*WHAT TO DO*
Every entry that follows should be reproduced exactly.

*DATASET RECORDS*
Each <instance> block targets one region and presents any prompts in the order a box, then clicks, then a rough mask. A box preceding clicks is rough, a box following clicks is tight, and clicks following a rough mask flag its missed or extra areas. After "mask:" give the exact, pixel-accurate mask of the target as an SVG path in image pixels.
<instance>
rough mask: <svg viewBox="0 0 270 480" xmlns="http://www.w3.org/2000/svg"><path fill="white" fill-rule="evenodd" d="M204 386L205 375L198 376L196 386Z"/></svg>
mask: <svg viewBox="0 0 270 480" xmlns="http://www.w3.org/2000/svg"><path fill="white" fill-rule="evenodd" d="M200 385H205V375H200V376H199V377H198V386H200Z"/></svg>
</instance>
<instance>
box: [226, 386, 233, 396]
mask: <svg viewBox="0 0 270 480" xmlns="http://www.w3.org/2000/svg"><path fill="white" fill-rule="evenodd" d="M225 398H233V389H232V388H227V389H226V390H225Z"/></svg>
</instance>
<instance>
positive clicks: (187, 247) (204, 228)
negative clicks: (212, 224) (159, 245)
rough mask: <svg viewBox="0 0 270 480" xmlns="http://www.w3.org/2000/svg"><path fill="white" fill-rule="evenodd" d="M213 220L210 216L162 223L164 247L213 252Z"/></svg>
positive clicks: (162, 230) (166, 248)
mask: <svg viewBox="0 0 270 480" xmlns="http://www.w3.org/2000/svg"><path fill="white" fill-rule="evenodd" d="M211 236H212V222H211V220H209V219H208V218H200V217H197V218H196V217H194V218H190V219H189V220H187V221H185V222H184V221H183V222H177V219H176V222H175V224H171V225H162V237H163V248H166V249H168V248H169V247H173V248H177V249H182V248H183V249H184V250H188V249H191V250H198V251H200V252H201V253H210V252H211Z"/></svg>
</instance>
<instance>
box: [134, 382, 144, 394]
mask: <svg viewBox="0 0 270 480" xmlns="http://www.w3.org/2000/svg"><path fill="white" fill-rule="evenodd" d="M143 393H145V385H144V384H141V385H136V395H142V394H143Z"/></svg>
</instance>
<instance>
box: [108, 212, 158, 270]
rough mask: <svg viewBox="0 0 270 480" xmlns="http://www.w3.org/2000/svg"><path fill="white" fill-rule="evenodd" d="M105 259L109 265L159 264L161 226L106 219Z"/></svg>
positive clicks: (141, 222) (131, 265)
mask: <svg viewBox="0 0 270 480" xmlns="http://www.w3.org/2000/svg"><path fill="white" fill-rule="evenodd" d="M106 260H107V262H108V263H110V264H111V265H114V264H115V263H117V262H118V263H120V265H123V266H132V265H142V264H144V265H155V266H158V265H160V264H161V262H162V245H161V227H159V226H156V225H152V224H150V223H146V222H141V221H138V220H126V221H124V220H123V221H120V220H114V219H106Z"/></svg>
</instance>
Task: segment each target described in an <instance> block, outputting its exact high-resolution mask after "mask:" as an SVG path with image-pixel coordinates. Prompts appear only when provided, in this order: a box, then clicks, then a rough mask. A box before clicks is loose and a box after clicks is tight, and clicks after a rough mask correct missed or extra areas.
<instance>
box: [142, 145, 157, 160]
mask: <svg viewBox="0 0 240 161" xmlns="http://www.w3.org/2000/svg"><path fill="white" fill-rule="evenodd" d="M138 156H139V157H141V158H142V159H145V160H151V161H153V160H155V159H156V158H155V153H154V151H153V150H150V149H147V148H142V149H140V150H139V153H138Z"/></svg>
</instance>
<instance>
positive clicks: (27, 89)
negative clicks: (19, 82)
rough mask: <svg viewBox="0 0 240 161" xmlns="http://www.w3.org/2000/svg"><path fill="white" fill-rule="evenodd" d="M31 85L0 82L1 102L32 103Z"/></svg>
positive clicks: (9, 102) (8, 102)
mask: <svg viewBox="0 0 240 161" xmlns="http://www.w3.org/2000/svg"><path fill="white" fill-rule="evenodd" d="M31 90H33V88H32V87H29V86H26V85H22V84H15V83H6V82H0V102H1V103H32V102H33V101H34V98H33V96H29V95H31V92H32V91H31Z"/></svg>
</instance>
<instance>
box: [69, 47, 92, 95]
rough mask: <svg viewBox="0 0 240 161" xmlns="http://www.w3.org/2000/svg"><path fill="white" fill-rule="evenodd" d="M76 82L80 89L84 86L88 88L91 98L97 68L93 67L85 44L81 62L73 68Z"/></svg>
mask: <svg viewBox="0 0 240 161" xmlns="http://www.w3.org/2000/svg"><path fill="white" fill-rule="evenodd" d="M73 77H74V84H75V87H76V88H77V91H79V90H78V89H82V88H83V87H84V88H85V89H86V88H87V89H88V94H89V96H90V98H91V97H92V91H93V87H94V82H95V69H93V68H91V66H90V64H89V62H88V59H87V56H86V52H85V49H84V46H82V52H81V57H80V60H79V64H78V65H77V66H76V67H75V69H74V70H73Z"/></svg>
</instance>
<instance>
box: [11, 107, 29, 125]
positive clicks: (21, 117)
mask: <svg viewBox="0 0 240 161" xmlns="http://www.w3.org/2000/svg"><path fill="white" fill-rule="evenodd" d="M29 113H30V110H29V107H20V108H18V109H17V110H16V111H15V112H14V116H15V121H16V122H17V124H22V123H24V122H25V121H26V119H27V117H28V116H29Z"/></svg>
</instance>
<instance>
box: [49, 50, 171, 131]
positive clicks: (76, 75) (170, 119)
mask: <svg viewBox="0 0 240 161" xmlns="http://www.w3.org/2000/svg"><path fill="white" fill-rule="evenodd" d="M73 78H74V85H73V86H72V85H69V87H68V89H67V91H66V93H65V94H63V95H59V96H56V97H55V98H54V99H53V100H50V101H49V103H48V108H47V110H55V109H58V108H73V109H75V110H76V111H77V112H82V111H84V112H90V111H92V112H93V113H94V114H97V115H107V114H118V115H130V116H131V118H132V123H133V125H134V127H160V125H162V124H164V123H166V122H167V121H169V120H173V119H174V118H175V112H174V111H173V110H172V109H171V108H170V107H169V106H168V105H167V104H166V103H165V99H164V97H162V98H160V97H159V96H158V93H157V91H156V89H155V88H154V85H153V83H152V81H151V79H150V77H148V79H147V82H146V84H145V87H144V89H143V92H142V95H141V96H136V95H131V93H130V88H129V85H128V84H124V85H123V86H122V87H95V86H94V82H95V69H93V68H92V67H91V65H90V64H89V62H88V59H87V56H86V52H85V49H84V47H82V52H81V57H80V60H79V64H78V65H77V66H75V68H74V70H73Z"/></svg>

*FINISHED TASK*
Each <instance> block targets one region and presents any prompts in the order a box, then clicks, then a rough mask. A box preceding clicks is rough, a box following clicks is tight, and clicks following a rough mask flag its missed or extra areas. After "mask:" give the exact, pixel-accurate mask of the target as an SVG path in image pixels.
<instance>
rough mask: <svg viewBox="0 0 270 480" xmlns="http://www.w3.org/2000/svg"><path fill="white" fill-rule="evenodd" d="M204 386L205 375L198 376L196 386Z"/></svg>
mask: <svg viewBox="0 0 270 480" xmlns="http://www.w3.org/2000/svg"><path fill="white" fill-rule="evenodd" d="M200 385H205V375H200V376H199V377H198V386H200Z"/></svg>
</instance>
<instance>
box: [226, 386, 233, 396]
mask: <svg viewBox="0 0 270 480" xmlns="http://www.w3.org/2000/svg"><path fill="white" fill-rule="evenodd" d="M225 398H233V389H232V388H227V389H226V390H225Z"/></svg>
</instance>
<instance>
positive clicks: (187, 247) (204, 228)
negative clicks: (212, 224) (159, 245)
rough mask: <svg viewBox="0 0 270 480" xmlns="http://www.w3.org/2000/svg"><path fill="white" fill-rule="evenodd" d="M213 220L210 216L162 223L164 247L213 252Z"/></svg>
positive clicks: (162, 230) (166, 248)
mask: <svg viewBox="0 0 270 480" xmlns="http://www.w3.org/2000/svg"><path fill="white" fill-rule="evenodd" d="M211 236H212V222H211V220H209V219H208V218H200V217H197V218H196V217H194V218H190V219H189V220H187V221H185V222H184V221H183V222H177V219H176V222H175V224H171V225H162V237H163V248H166V249H168V248H169V247H173V248H177V249H182V248H183V249H184V250H188V249H191V250H198V251H200V252H201V253H210V252H211Z"/></svg>
</instance>
<instance>
box: [134, 382, 144, 394]
mask: <svg viewBox="0 0 270 480" xmlns="http://www.w3.org/2000/svg"><path fill="white" fill-rule="evenodd" d="M143 393H145V385H144V384H141V385H136V395H142V394H143Z"/></svg>
</instance>
<instance>
box: [108, 212, 158, 270]
rough mask: <svg viewBox="0 0 270 480" xmlns="http://www.w3.org/2000/svg"><path fill="white" fill-rule="evenodd" d="M105 259L109 265L159 264L161 226L106 219Z"/></svg>
positive clicks: (141, 222) (131, 265)
mask: <svg viewBox="0 0 270 480" xmlns="http://www.w3.org/2000/svg"><path fill="white" fill-rule="evenodd" d="M106 260H107V262H108V263H110V264H111V265H114V264H115V263H117V262H118V263H120V265H123V266H132V265H142V264H144V265H155V266H158V265H160V264H161V262H162V245H161V227H159V226H156V225H152V224H150V223H146V222H141V221H138V220H126V221H124V220H123V221H120V220H114V219H106Z"/></svg>
</instance>
Task: segment each target described in an <instance> block, outputting its exact high-resolution mask after "mask:" as an SVG path with image-pixel coordinates. Prompts appear only when provided, in this order: a box, then clicks, then a rough mask. A box before clicks is loose and a box after clicks is tight, and clicks after a rough mask correct missed or extra areas.
<instance>
box: [142, 145, 157, 160]
mask: <svg viewBox="0 0 240 161" xmlns="http://www.w3.org/2000/svg"><path fill="white" fill-rule="evenodd" d="M138 156H139V157H141V158H142V159H145V160H151V161H153V160H155V159H156V158H155V153H154V151H153V150H150V149H147V148H142V149H140V150H139V153H138Z"/></svg>
</instance>
<instance>
positive clicks: (27, 89)
negative clicks: (19, 82)
rough mask: <svg viewBox="0 0 240 161" xmlns="http://www.w3.org/2000/svg"><path fill="white" fill-rule="evenodd" d="M31 85L0 82L1 102L32 103Z"/></svg>
positive clicks: (9, 102) (8, 102)
mask: <svg viewBox="0 0 240 161" xmlns="http://www.w3.org/2000/svg"><path fill="white" fill-rule="evenodd" d="M31 90H33V88H32V87H29V86H26V85H22V84H15V83H6V82H0V102H1V103H32V102H33V101H34V98H33V96H29V95H31V92H32V91H31Z"/></svg>
</instance>
<instance>
box: [69, 47, 92, 95]
rough mask: <svg viewBox="0 0 240 161" xmlns="http://www.w3.org/2000/svg"><path fill="white" fill-rule="evenodd" d="M76 82L80 89L84 86L88 88L91 98L97 68L93 67L85 44L81 62L73 68Z"/></svg>
mask: <svg viewBox="0 0 240 161" xmlns="http://www.w3.org/2000/svg"><path fill="white" fill-rule="evenodd" d="M73 77H74V84H75V87H76V88H77V91H79V90H78V89H82V88H83V87H84V88H85V89H86V88H87V89H88V94H89V96H90V98H91V97H92V91H93V87H94V82H95V69H93V68H91V66H90V64H89V62H88V59H87V56H86V52H85V49H84V46H82V52H81V57H80V60H79V64H78V65H77V66H76V67H75V69H74V70H73Z"/></svg>
</instance>
<instance>
box: [11, 107, 29, 125]
positive clicks: (21, 117)
mask: <svg viewBox="0 0 240 161" xmlns="http://www.w3.org/2000/svg"><path fill="white" fill-rule="evenodd" d="M29 113H30V110H29V107H20V108H18V109H17V110H16V111H15V112H14V116H15V121H16V122H17V124H22V123H24V122H25V121H26V119H27V117H28V116H29Z"/></svg>
</instance>
<instance>
box: [49, 50, 171, 131]
positive clicks: (76, 75) (170, 119)
mask: <svg viewBox="0 0 240 161" xmlns="http://www.w3.org/2000/svg"><path fill="white" fill-rule="evenodd" d="M73 78H74V85H73V86H72V85H69V87H68V89H67V91H66V93H65V94H63V95H59V96H56V97H55V98H54V99H53V100H50V101H49V103H48V108H47V110H55V109H58V108H73V109H75V110H76V111H77V112H82V111H84V112H90V111H92V112H93V113H94V114H97V115H107V114H118V115H130V116H131V118H132V123H133V125H134V127H160V125H162V124H164V123H166V122H167V121H169V120H173V119H174V118H175V112H174V111H173V110H172V109H171V108H170V107H169V106H168V105H167V104H166V103H165V99H164V97H162V98H160V97H159V96H158V93H157V91H156V89H155V88H154V85H153V83H152V81H151V79H150V77H148V79H147V82H146V84H145V87H144V89H143V92H142V95H141V96H136V95H131V93H130V88H129V85H128V84H124V85H123V86H122V87H95V86H94V82H95V69H93V68H92V67H91V65H90V64H89V62H88V59H87V56H86V52H85V49H84V47H82V52H81V57H80V60H79V64H78V65H77V66H75V68H74V70H73Z"/></svg>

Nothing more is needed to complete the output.